» WHAT IS BEING ASKED
Write out exactly the lines below that run from the one containing "Target: metal lattice framework" through the one containing "Target: riverbank", both included, with no other lines.

[Dataset entries]
- - -

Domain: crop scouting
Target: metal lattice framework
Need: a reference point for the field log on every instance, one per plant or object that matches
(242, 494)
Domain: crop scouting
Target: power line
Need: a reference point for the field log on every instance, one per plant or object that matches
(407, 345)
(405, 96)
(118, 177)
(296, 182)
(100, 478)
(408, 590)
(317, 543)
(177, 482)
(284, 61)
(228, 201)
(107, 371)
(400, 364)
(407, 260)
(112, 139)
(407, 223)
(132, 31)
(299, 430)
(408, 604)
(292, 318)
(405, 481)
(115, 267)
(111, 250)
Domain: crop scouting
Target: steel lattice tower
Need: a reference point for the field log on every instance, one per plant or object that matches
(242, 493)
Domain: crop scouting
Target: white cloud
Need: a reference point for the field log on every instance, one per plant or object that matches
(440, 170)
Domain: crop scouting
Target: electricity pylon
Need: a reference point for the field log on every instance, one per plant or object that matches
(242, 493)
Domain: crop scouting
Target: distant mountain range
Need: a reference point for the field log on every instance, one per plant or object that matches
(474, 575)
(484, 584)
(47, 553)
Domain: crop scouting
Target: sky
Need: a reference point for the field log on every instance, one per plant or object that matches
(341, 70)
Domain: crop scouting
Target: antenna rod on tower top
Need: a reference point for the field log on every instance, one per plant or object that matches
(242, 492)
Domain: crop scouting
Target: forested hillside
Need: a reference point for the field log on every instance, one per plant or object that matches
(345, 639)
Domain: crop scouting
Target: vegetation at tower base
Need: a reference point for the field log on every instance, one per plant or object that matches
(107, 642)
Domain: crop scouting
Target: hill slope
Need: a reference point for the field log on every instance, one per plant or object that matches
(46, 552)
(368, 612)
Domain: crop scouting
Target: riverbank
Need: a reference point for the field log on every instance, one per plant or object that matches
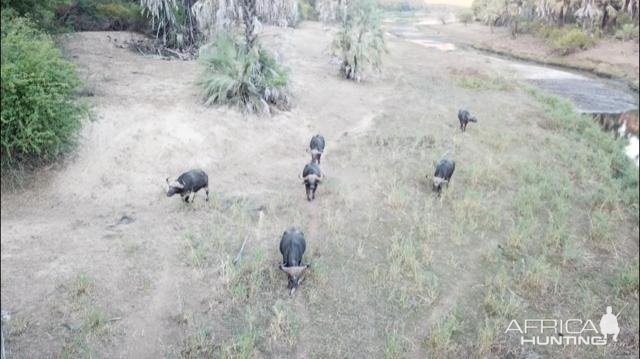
(609, 58)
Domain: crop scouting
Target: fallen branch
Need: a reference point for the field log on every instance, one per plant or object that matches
(237, 258)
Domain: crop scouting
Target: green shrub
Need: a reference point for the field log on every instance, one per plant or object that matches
(307, 11)
(100, 15)
(39, 114)
(465, 16)
(567, 40)
(251, 79)
(628, 32)
(40, 12)
(360, 41)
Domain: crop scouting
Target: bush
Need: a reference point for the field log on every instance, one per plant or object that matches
(307, 11)
(39, 114)
(627, 32)
(100, 15)
(40, 12)
(465, 16)
(250, 79)
(566, 40)
(360, 41)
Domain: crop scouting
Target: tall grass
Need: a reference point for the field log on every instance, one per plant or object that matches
(248, 78)
(360, 41)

- - -

» ANSWER
Target: metal lattice framework
Need: a reference point for the field log on every instance, one per plant or object that matches
(242, 494)
Domain: crop scouting
Target: power line
Need: a reference point for the field log on every instance, one per plant or object that matches
(407, 345)
(405, 96)
(118, 177)
(296, 182)
(100, 478)
(408, 590)
(317, 543)
(177, 482)
(284, 61)
(228, 201)
(107, 371)
(400, 364)
(407, 260)
(112, 139)
(407, 223)
(132, 31)
(299, 430)
(408, 604)
(292, 318)
(405, 481)
(115, 267)
(111, 250)
Domain: crop scouting
Target: steel lattice tower
Need: a reference point for the field log on every instance, one per plant or object that matches
(242, 493)
Domain: crop scouting
Target: white cloud
Need: a reference point for the field log on every instance, one per plant or object that matches
(440, 170)
Domain: crop scouting
Target: electricity pylon
Need: a reference point for the field log on every instance, one per plant or object that matches
(242, 493)
Domain: crop scouting
Target: distant mountain range
Need: a reference point for the field log on every instance, one per plant or object that matches
(474, 575)
(484, 584)
(47, 553)
Domain: crop scouting
Target: sky
Need: a reference point for the field log on every instance, one per plant or object that matches
(341, 70)
Domain: crop scouting
Target: antenna rod on tower top
Need: a reference point for the field log on every instance, one per plant or object that matches
(242, 492)
Domain: crop scouting
Target: forested hillside
Need: a reference point for the field log on every instance, one per plant or object that matches
(345, 639)
Domain: crop scouting
Target: vegetation at tower base
Need: a reference point for the field log on every instance, one per plant or object that matches
(107, 642)
Domain: crop scouting
Target: hill slope
Need: a reference point for the field log on every instance, one per plant or object that matches
(46, 552)
(368, 612)
Domain: crop scouting
Target: riverbank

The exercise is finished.